• PROMPT
Print, word for word, the line containing "If you would be willing to indicate the wildflower" and all lines beneath it to the end of the entries below. Pictures do not belong in the copy.

** Opening DATA PROVIDED block **

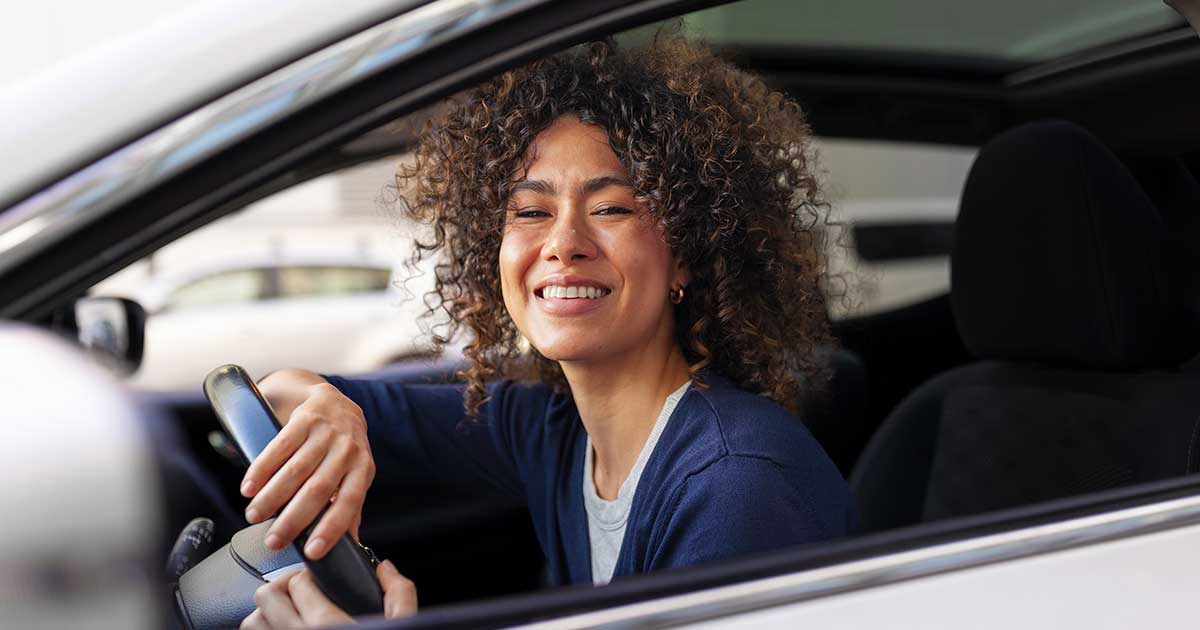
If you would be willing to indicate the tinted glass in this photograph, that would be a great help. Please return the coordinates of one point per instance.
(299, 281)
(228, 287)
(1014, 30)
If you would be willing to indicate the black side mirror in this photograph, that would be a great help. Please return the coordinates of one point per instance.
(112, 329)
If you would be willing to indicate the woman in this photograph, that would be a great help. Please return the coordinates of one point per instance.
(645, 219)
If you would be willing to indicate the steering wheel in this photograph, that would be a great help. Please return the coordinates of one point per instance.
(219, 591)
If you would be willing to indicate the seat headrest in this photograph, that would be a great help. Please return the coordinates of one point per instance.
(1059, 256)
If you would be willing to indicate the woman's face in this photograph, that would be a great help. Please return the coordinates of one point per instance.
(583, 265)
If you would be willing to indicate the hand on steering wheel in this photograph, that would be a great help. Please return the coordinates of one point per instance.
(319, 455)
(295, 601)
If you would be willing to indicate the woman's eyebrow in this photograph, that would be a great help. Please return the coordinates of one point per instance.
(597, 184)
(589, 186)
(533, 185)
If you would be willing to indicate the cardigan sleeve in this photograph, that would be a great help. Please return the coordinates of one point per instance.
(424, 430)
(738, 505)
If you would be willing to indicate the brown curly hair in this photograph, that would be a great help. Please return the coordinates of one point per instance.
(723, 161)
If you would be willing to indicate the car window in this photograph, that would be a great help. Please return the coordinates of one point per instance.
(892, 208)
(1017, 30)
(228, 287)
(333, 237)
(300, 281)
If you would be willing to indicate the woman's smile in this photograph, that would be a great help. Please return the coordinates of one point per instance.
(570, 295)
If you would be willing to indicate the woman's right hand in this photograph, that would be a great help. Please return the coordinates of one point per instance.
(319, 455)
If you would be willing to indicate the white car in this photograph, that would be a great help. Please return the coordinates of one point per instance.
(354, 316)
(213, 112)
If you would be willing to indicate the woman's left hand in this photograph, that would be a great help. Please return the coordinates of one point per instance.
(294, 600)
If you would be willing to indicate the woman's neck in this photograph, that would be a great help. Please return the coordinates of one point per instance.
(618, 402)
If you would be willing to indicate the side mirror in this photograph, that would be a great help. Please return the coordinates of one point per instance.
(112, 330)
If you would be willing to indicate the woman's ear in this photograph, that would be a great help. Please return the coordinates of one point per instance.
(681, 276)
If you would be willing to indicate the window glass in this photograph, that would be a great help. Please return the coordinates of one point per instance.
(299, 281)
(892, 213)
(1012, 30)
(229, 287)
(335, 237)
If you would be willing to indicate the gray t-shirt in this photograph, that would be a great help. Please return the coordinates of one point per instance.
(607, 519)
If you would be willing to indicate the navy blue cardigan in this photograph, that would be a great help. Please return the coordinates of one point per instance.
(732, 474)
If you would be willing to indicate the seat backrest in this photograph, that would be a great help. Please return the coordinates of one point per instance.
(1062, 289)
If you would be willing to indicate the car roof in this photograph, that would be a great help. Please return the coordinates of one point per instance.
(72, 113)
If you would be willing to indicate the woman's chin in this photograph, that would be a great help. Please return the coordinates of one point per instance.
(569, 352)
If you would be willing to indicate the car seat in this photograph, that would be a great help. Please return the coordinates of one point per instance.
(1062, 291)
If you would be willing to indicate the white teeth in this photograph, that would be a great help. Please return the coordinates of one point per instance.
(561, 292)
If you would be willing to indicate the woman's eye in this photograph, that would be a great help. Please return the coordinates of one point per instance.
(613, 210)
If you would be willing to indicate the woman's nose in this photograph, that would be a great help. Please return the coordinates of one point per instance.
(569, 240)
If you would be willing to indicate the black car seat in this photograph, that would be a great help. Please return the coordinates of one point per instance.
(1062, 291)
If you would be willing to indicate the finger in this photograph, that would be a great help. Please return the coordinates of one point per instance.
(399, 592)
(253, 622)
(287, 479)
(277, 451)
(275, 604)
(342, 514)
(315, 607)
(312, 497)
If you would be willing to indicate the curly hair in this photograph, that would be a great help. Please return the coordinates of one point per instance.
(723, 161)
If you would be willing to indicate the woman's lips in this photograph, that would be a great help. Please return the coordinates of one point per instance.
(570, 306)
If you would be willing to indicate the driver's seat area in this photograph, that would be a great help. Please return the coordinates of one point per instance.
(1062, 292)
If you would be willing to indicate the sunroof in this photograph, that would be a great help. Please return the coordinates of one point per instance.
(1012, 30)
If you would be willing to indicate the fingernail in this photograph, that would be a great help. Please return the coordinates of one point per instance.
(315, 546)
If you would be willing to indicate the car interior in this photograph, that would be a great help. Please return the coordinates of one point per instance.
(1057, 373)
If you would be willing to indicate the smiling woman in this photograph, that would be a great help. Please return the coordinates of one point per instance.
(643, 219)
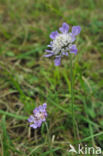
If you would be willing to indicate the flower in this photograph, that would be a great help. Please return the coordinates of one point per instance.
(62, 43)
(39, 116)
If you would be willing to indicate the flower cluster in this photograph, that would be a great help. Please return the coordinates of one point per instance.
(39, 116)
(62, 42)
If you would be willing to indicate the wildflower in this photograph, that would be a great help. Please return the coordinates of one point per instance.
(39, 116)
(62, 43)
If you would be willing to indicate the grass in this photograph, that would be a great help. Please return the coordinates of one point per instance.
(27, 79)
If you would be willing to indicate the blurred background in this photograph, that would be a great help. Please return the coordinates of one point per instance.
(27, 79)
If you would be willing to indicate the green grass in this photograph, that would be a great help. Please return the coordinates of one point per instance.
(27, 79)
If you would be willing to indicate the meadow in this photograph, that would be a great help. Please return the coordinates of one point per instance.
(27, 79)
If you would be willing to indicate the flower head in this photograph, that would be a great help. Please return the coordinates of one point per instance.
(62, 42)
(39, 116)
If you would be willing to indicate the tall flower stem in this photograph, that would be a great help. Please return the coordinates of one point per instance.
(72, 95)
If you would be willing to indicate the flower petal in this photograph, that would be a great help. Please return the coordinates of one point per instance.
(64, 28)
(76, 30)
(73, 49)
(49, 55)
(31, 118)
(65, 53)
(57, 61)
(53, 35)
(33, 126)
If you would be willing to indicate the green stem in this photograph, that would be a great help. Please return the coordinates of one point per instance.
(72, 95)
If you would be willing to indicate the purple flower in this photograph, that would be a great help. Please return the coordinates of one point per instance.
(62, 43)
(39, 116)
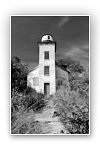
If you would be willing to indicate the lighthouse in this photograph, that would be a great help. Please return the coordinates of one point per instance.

** Closing DATA PROVIDED block **

• RESPONSE AREA
If you would be willing to indicate the wildflower in this photograph, that would be a great help. Please return the coordinates of one point per instance.
(39, 116)
(62, 43)
If you would be willing to indicate the grass in this photograph, that would be a great help. Please return the coordinates of one point per instance.
(27, 79)
If you would be willing to indicate the blurred background in this photograph, that would be a great help. Please return the coordinates of one point per instance.
(27, 79)
If you would be willing to indicate the green grass in this photograph, that would be a great help. Please return the coordinates of one point per instance.
(27, 79)
If you would be willing to indicate the meadow in this photograph, that would be a great help. Please return the coordinates of one point per instance.
(27, 79)
If you would be willing to indicate the flower head in this photograph, that would be a great help. Please return the coordinates of one point per instance.
(62, 42)
(39, 116)
If you would be willing to indicate the tall flower stem in this photograph, that would be a great help. Please return the coordinates of one point per instance.
(72, 95)
If you would be willing to indicate the flower petal in this photograph, that would be a great help. Please return the coordinates of one point per instance.
(64, 28)
(76, 30)
(73, 49)
(49, 55)
(31, 118)
(65, 53)
(57, 61)
(53, 35)
(33, 126)
If you would be willing to indicate the green stem in this photograph, that would be a great help. Please return the coordinates of one point per instance.
(72, 95)
If you would be willing to indicate the purple flower in this photograph, that would be a great help. Please return the coordinates of one point per instance.
(62, 43)
(39, 116)
If you would be willing to indicate the lighthouse in this photograph, that would be a great help. Please return the coordinates of one point per instance.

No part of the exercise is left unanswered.